_YOUR GOAL:_
Transcribe the stretch of the article on Medicine Hat's gas well sale from "Elected representatives restated" through "of well sites.", with no changes to the wording.

(PASSAGE TO READ Opens)

Sale poises city for the future: officials
With sale of 1,500 gas wells, Medicine Hat begins move to a more balanced portfolio
The Gas City is not immune to challenges in the natural gas sector, say members of Medicine Hat’s city council.
Elected representatives restated Thursday that a major divestiture of city-owned wells leaves the energy company in better shape for the future after years of low profits and rising estimates to abandon its aging network of well sites.
The division announced in December it was in advanced talks to dispose of about 1,500 wells — one-third the city’s active portfolio — in southwest Saskatchewan.
This week the News was first to reveal the likely, though unconfirmed, purchaser as Canadian Natural Resources, and the value of the deal at $53.5 million.
Much of that involves removing long-term liabilities, not new cash, administrators said Thursday. They described the sale as targeted to move low-return wells off the books about three years after the Hatton, Bigstick and Horsham fields in southwest Saskatchewan last returned notable profits to the city.
Gas prices have been depressed since the advent of shale gas exploration in 2008.
Facing low long-term price forecasts and rising abandonment estimates, council voted in December to divest about one-quarter the gas portfolio.

(PASSAGE TO READ Closes)
(EXTRACTED DATA Opens)

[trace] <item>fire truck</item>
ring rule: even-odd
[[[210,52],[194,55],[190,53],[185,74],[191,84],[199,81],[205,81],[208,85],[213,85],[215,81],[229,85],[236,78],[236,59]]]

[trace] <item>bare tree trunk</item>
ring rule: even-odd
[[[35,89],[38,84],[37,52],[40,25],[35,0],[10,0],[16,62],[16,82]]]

(EXTRACTED DATA Closes)

_RESULT OF THIS EXERCISE:_
Elected representatives restated Thursday that a major divestiture of city-owned wells leaves the energy company in better shape for the future after years of low profits and rising estimates to abandon its aging network of well sites.